Exercise instructions — Rewrite the rows below with "photograph" changed to "picture" and nothing else altered, leaving the pictures out of your answer.

╭─ Records

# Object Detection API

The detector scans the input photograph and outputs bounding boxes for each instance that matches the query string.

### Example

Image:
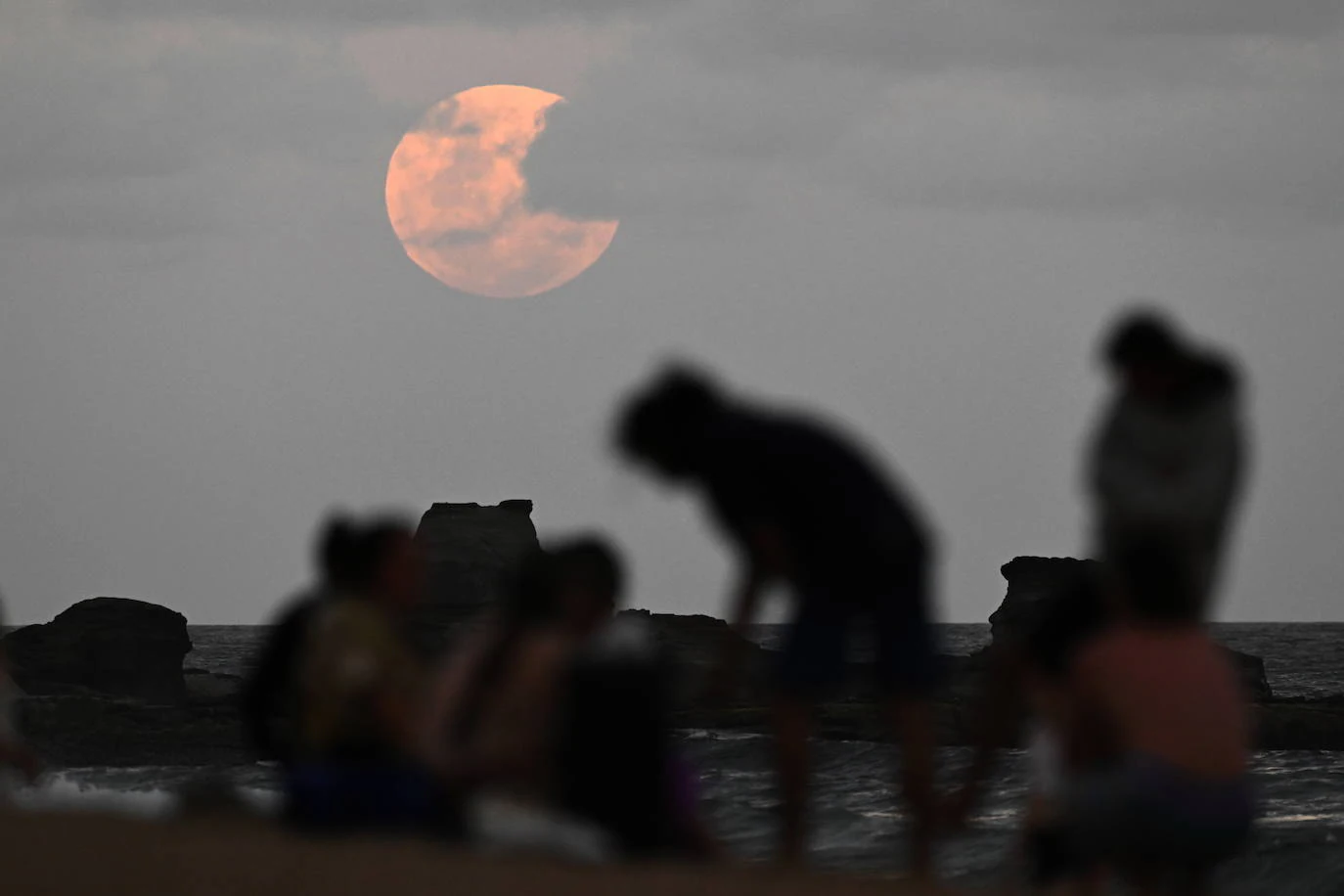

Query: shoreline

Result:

╰─

Correct answer —
# Object Detection API

The detector scans the input picture and outputs bounding boxes for each instance that matches the query string.

### Example

Image:

Query: shoreline

Result:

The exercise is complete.